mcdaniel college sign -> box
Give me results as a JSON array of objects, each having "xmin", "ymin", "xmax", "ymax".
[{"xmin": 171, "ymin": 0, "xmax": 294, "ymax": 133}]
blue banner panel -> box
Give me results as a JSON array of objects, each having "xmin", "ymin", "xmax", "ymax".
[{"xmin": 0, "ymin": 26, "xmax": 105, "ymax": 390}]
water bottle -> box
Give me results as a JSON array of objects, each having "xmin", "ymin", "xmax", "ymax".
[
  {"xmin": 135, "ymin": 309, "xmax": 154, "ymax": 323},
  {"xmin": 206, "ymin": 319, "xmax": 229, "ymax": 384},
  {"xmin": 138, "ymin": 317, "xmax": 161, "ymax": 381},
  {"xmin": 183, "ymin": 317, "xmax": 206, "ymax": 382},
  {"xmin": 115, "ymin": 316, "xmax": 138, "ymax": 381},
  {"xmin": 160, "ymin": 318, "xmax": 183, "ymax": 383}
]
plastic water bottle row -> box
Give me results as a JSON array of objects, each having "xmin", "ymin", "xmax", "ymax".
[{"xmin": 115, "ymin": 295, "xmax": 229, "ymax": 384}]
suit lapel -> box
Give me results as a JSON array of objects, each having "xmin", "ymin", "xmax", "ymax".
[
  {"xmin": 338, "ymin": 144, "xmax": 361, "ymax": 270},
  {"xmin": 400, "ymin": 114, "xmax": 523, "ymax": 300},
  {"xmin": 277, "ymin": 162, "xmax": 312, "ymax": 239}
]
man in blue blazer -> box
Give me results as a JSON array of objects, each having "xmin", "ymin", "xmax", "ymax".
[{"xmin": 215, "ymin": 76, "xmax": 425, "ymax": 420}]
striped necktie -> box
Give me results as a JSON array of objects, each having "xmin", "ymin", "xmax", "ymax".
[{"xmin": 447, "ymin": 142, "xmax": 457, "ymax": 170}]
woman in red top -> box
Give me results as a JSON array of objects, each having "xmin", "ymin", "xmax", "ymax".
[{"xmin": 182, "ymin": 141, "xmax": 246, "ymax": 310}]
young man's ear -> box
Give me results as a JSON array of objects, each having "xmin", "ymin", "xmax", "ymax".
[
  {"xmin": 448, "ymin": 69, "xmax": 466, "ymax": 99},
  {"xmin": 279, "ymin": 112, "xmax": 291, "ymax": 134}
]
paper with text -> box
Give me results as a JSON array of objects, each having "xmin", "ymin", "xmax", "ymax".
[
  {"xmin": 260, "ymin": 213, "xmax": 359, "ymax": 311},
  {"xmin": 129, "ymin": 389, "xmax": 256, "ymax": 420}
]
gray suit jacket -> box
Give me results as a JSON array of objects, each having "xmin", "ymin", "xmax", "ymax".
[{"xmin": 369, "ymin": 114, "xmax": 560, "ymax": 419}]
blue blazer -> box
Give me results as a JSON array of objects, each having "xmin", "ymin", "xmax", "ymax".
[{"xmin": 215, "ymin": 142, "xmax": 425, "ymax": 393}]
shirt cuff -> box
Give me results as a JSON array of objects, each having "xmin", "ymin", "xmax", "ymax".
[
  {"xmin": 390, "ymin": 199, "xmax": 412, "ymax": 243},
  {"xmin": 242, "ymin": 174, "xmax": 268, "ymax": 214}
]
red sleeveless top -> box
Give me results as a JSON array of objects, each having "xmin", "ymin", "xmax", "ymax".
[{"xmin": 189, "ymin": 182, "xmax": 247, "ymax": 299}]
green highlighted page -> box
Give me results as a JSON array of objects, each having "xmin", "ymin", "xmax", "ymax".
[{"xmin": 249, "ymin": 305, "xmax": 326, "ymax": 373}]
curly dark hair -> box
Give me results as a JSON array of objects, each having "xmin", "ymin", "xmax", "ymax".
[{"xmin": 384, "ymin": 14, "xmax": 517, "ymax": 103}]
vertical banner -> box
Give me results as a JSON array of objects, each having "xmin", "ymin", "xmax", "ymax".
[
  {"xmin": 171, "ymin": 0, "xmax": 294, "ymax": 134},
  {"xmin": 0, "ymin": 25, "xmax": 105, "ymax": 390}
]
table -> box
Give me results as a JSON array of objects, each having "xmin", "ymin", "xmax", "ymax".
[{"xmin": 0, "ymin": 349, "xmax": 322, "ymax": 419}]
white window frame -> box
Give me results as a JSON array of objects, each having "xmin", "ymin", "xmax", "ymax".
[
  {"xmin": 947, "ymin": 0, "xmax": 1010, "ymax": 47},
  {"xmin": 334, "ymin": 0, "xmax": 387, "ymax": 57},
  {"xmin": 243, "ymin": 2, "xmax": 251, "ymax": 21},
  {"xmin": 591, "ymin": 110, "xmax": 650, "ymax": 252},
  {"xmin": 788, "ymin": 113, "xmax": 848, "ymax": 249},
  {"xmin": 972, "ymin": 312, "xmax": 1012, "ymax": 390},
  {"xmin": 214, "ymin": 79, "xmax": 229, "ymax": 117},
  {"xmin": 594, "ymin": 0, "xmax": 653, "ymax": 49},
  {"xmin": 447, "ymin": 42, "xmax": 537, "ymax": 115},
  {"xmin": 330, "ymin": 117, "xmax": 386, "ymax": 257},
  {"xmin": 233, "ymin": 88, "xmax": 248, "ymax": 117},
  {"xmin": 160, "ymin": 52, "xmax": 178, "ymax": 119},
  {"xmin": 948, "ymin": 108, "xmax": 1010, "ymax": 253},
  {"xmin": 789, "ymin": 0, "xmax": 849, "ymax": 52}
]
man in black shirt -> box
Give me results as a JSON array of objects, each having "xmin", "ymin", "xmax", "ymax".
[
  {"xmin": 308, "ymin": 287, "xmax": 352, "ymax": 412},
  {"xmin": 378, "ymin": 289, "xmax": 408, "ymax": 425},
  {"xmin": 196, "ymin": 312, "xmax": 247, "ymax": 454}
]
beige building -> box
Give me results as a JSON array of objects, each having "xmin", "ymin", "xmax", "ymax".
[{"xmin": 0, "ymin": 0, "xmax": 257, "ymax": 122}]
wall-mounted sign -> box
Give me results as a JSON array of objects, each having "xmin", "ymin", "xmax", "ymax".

================

■ The problem ■
Your task is to reproduce all of the records exactly.

■ Finished exercise ■
mcdaniel college sign -> box
Give me results as a JSON array of objects, each having "xmin", "ymin", "xmax", "ymax".
[{"xmin": 171, "ymin": 0, "xmax": 294, "ymax": 133}]
blue banner panel -> box
Give me results as a JSON array of objects, each having "xmin", "ymin", "xmax", "ymax".
[{"xmin": 0, "ymin": 26, "xmax": 105, "ymax": 390}]
water bottle -> box
Give me results as a JSON array of objects, each having "xmin", "ymin", "xmax", "ymax".
[
  {"xmin": 135, "ymin": 309, "xmax": 154, "ymax": 323},
  {"xmin": 206, "ymin": 319, "xmax": 229, "ymax": 384},
  {"xmin": 138, "ymin": 317, "xmax": 161, "ymax": 381},
  {"xmin": 183, "ymin": 317, "xmax": 206, "ymax": 382},
  {"xmin": 115, "ymin": 316, "xmax": 138, "ymax": 381},
  {"xmin": 160, "ymin": 318, "xmax": 183, "ymax": 383}
]
plastic water bottle row -> box
Give me results as a JSON array of objects, each having "xmin", "ymin", "xmax", "ymax".
[{"xmin": 115, "ymin": 295, "xmax": 229, "ymax": 384}]
suit lapel -> box
Give me results as a JSON array of objects, each having "xmin", "ymin", "xmax", "ymax".
[
  {"xmin": 338, "ymin": 144, "xmax": 361, "ymax": 270},
  {"xmin": 400, "ymin": 114, "xmax": 523, "ymax": 300},
  {"xmin": 277, "ymin": 162, "xmax": 312, "ymax": 239}
]
man in blue blazer -> box
Give me results as a JSON array of objects, each having "xmin", "ymin", "xmax", "ymax".
[{"xmin": 215, "ymin": 76, "xmax": 425, "ymax": 420}]
striped necktie -> box
Give me results as a JSON array of objects, each having "xmin", "ymin", "xmax", "ymax".
[{"xmin": 447, "ymin": 142, "xmax": 457, "ymax": 170}]
woman in red top -> box
Give me results as a JSON array of objects, each having "xmin", "ymin", "xmax", "ymax".
[{"xmin": 182, "ymin": 141, "xmax": 246, "ymax": 310}]
young man's ear -> box
Give me results as a JSON array of objects, each having "xmin", "ymin", "xmax", "ymax".
[
  {"xmin": 448, "ymin": 69, "xmax": 466, "ymax": 99},
  {"xmin": 279, "ymin": 112, "xmax": 291, "ymax": 134}
]
paper with text -> box
Give me results as a JSON array of objects, each having "xmin", "ymin", "xmax", "ymax".
[
  {"xmin": 260, "ymin": 213, "xmax": 359, "ymax": 311},
  {"xmin": 129, "ymin": 389, "xmax": 256, "ymax": 420}
]
gray suit jacket -> box
Give me results as a JSON array of objects, each having "xmin", "ymin", "xmax", "ymax".
[{"xmin": 369, "ymin": 114, "xmax": 560, "ymax": 419}]
blue blazer -> box
Give me results as a JSON array of objects, each having "xmin", "ymin", "xmax", "ymax".
[{"xmin": 215, "ymin": 142, "xmax": 425, "ymax": 393}]
shirt cuff -> box
Give me results as a JSON array of objects, each having "xmin", "ymin", "xmax", "ymax".
[
  {"xmin": 390, "ymin": 199, "xmax": 412, "ymax": 243},
  {"xmin": 242, "ymin": 174, "xmax": 268, "ymax": 214}
]
red sleeveless top -> box
Give me results as a JSON array of objects, each having "xmin", "ymin", "xmax", "ymax".
[{"xmin": 189, "ymin": 182, "xmax": 247, "ymax": 299}]
green highlighted page -> box
Give me results as a JSON array of objects, each having "xmin", "ymin", "xmax", "ymax".
[{"xmin": 249, "ymin": 305, "xmax": 326, "ymax": 373}]
curly dark hair -> box
Give me results as a JSON array of objects, each having "xmin", "ymin", "xmax", "ymax".
[{"xmin": 384, "ymin": 14, "xmax": 517, "ymax": 103}]
vertical banner -> box
Give me results as a JSON array of objects, each having "xmin", "ymin", "xmax", "ymax".
[
  {"xmin": 171, "ymin": 0, "xmax": 294, "ymax": 134},
  {"xmin": 0, "ymin": 25, "xmax": 105, "ymax": 390}
]
table -> box
Give me results as a JSON array of objects, each having "xmin", "ymin", "xmax", "ymax".
[{"xmin": 0, "ymin": 349, "xmax": 322, "ymax": 419}]
white window frame -> box
Give me results as a JSON array of objects, each having "xmin", "ymin", "xmax", "ymax".
[
  {"xmin": 947, "ymin": 0, "xmax": 1010, "ymax": 47},
  {"xmin": 334, "ymin": 0, "xmax": 387, "ymax": 57},
  {"xmin": 243, "ymin": 2, "xmax": 251, "ymax": 21},
  {"xmin": 591, "ymin": 110, "xmax": 650, "ymax": 252},
  {"xmin": 788, "ymin": 113, "xmax": 848, "ymax": 249},
  {"xmin": 972, "ymin": 312, "xmax": 1012, "ymax": 390},
  {"xmin": 214, "ymin": 79, "xmax": 229, "ymax": 117},
  {"xmin": 594, "ymin": 0, "xmax": 653, "ymax": 49},
  {"xmin": 447, "ymin": 42, "xmax": 537, "ymax": 115},
  {"xmin": 330, "ymin": 117, "xmax": 386, "ymax": 257},
  {"xmin": 233, "ymin": 88, "xmax": 248, "ymax": 117},
  {"xmin": 160, "ymin": 52, "xmax": 178, "ymax": 119},
  {"xmin": 948, "ymin": 108, "xmax": 1010, "ymax": 253},
  {"xmin": 789, "ymin": 0, "xmax": 849, "ymax": 52}
]
man in black shirt -> box
Give me results as a JSON array of objects, each having "xmin", "ymin", "xmax", "ymax".
[
  {"xmin": 308, "ymin": 287, "xmax": 352, "ymax": 412},
  {"xmin": 378, "ymin": 289, "xmax": 408, "ymax": 425},
  {"xmin": 196, "ymin": 312, "xmax": 247, "ymax": 454}
]
beige building -> box
Give me results as a JSON array of objects, each having "xmin", "ymin", "xmax", "ymax".
[{"xmin": 0, "ymin": 0, "xmax": 257, "ymax": 122}]
wall-mounted sign -> box
Give me results as a JSON array of objects, each having "xmin", "ymin", "xmax", "ymax".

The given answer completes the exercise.